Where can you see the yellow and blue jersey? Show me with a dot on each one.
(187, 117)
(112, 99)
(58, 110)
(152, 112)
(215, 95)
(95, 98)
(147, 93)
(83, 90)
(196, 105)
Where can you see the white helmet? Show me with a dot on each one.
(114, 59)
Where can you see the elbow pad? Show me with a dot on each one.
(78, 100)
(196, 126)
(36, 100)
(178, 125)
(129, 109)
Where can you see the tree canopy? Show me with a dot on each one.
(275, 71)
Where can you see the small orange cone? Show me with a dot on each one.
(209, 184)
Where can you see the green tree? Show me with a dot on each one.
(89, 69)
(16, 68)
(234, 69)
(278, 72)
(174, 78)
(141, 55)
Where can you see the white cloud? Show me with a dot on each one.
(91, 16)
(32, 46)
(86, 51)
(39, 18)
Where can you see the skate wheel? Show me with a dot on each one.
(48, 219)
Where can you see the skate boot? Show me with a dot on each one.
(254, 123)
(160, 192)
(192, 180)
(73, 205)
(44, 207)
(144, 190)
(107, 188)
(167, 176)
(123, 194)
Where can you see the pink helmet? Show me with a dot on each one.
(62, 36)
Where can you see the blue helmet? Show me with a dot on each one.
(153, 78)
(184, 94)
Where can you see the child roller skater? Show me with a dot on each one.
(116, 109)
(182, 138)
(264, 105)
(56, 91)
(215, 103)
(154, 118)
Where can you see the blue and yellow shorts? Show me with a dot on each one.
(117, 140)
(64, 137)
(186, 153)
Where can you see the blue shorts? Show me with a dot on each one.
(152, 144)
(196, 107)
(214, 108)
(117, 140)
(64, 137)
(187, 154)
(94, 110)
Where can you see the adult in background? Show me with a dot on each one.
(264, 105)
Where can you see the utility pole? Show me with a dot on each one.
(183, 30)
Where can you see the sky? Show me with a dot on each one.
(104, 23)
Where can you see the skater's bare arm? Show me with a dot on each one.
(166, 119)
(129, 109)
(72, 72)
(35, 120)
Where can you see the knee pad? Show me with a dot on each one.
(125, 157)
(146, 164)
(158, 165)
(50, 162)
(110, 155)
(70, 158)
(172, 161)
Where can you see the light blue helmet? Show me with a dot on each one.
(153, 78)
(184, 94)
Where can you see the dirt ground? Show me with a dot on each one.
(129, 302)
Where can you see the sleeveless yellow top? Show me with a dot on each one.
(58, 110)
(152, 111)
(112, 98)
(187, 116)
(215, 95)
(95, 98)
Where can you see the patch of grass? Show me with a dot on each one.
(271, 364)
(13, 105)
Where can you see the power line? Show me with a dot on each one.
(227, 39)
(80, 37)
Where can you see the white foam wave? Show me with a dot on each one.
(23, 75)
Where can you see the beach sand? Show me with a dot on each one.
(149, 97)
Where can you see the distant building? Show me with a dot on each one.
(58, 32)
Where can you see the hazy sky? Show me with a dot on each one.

==

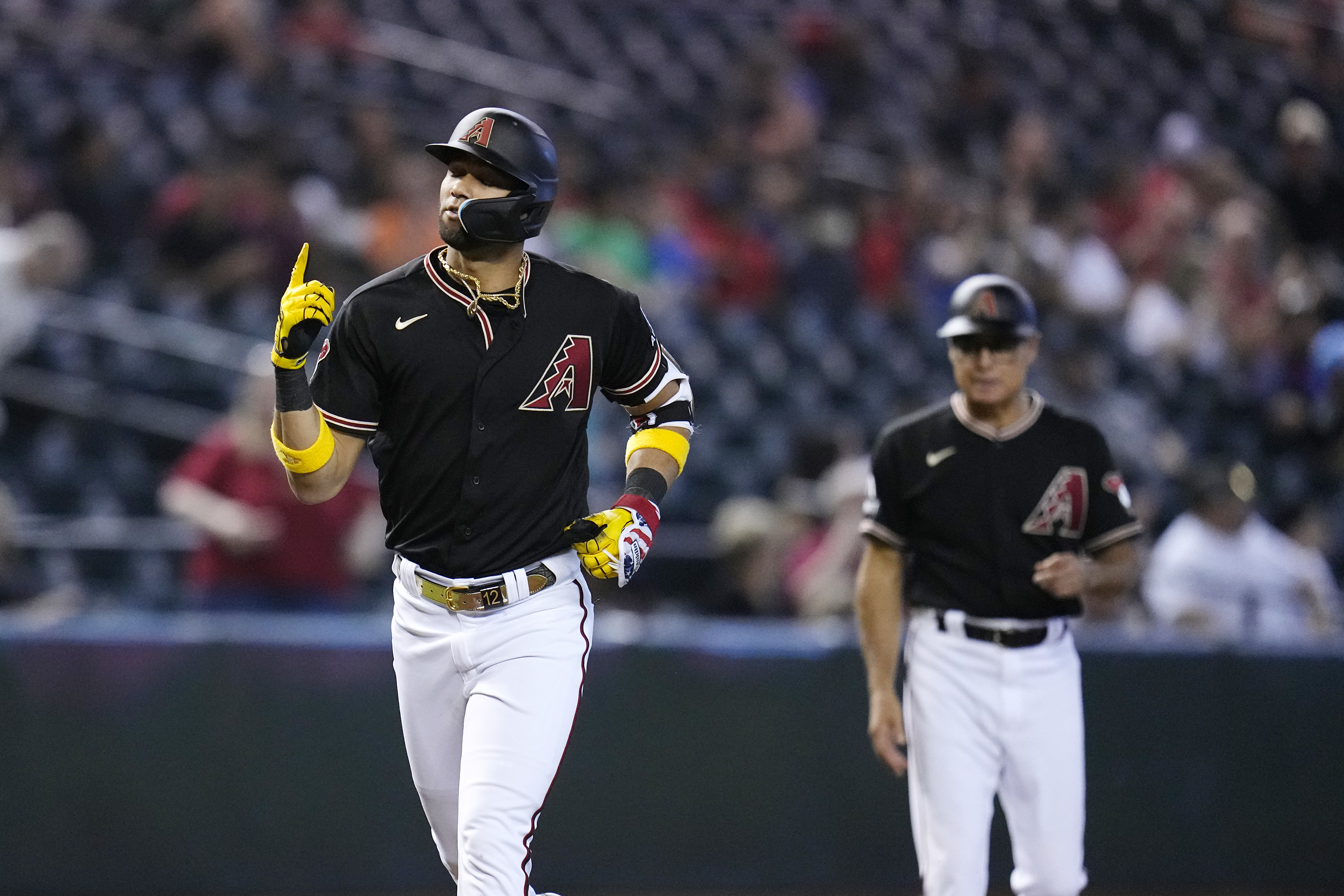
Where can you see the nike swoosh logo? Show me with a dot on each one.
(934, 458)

==

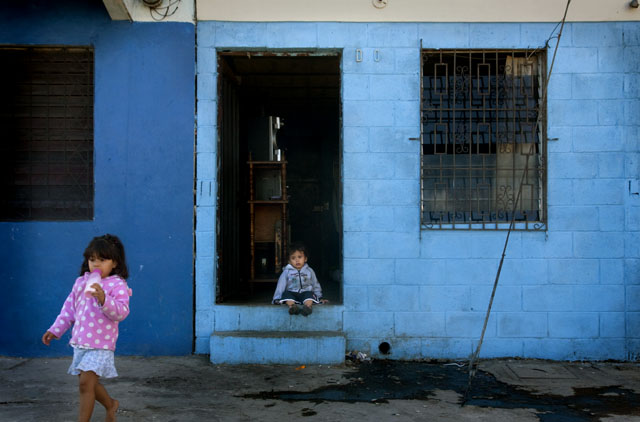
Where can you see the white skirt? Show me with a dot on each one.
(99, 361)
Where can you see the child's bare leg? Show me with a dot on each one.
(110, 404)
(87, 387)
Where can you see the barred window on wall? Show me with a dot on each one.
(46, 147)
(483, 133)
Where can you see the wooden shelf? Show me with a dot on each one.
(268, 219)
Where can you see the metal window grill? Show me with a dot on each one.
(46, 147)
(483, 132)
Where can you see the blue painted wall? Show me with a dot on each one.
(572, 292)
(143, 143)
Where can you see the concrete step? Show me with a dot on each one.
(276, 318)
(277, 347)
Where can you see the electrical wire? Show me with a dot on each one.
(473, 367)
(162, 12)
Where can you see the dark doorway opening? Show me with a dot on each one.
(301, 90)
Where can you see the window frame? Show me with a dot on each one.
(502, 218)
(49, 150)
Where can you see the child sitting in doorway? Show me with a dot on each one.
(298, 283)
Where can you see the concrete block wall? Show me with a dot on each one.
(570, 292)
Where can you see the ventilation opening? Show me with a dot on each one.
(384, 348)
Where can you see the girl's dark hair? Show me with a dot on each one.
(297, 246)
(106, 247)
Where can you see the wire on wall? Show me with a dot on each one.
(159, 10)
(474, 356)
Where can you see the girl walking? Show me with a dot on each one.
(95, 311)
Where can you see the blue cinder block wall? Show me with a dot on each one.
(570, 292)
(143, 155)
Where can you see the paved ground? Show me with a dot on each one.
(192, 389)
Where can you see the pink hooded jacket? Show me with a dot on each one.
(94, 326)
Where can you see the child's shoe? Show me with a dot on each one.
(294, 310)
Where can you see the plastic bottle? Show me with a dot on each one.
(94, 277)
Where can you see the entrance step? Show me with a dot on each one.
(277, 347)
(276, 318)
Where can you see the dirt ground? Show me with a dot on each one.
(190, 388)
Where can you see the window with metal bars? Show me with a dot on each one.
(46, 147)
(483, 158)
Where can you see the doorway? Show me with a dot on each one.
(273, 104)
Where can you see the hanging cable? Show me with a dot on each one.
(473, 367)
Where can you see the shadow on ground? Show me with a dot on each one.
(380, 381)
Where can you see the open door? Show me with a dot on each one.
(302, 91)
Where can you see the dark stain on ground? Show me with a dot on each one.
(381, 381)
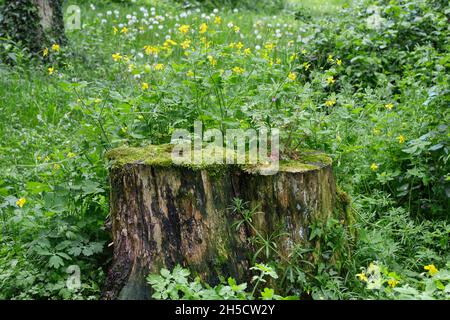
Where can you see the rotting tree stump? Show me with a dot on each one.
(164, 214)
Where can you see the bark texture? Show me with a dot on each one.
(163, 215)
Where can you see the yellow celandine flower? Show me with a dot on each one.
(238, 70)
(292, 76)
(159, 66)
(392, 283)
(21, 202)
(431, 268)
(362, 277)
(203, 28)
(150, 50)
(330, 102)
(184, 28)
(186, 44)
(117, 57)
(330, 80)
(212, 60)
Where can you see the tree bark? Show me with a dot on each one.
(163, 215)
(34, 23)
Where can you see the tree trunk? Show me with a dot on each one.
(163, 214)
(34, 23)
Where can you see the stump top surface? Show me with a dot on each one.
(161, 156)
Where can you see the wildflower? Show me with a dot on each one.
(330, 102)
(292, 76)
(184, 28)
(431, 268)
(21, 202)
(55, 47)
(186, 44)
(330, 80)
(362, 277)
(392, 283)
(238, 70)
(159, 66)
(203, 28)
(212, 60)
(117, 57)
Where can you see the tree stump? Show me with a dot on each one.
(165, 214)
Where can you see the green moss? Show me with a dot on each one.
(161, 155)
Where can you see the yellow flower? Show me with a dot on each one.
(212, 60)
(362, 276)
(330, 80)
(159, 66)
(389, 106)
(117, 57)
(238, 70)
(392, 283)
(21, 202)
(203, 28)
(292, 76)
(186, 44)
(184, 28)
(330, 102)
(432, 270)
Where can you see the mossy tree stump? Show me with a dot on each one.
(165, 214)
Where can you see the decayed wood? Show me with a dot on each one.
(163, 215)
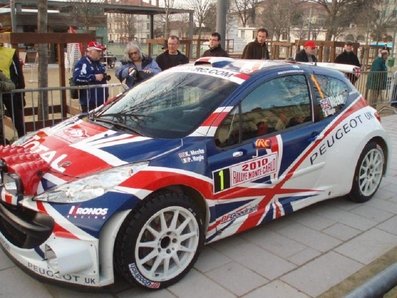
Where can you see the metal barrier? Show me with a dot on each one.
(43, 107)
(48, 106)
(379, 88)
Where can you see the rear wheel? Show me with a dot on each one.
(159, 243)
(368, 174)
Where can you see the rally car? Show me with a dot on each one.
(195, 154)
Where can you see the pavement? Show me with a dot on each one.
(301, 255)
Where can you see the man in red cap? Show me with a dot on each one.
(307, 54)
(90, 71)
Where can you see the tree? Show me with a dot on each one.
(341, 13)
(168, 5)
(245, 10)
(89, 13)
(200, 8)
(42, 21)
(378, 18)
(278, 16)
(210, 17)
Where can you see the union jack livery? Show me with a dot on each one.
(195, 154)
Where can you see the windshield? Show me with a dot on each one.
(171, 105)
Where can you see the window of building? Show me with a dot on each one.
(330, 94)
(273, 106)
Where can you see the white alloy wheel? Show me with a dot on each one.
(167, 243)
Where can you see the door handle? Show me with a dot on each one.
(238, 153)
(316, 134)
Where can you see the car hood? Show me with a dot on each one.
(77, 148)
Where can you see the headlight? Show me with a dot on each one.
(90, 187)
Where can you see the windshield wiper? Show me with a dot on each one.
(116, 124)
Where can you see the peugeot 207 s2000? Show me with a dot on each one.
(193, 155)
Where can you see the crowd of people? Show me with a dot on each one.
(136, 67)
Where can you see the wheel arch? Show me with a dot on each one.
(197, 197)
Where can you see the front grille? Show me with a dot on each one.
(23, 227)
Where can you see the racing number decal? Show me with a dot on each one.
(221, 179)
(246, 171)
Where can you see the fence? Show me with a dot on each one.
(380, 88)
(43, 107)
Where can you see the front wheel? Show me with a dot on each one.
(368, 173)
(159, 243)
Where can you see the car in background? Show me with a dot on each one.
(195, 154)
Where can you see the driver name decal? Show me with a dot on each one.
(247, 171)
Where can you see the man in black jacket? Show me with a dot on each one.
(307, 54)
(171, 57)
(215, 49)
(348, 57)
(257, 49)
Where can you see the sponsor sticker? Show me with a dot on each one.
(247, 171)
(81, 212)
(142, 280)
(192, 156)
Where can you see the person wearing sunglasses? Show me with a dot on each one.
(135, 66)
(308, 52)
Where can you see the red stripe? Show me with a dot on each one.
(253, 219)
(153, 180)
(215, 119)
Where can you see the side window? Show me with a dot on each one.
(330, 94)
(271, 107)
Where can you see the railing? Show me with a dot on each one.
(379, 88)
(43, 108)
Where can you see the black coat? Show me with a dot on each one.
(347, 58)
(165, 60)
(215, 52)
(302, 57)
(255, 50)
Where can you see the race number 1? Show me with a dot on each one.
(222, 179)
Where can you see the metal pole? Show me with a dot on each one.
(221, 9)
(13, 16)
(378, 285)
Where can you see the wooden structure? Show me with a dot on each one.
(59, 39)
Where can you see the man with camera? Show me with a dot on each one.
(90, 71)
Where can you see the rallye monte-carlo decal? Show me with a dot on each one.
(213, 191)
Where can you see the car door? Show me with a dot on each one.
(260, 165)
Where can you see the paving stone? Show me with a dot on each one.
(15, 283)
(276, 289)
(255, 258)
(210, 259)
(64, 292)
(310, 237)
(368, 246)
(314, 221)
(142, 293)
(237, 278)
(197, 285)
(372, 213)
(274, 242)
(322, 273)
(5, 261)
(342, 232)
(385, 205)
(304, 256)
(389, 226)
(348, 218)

- _Goal_: Find every line in the entries above that contains the word "helmet", matching case exactly, and copy each of those lines.

- _Solution below_:
Where can you see the white helmet? Show me with a dot on each one.
Where can you see the pink helmet? Show me with a dot on each one.
Where can you see the blue helmet? Show me with a dot on each one.
Where can you see the light blue helmet? Show me with a dot on each one.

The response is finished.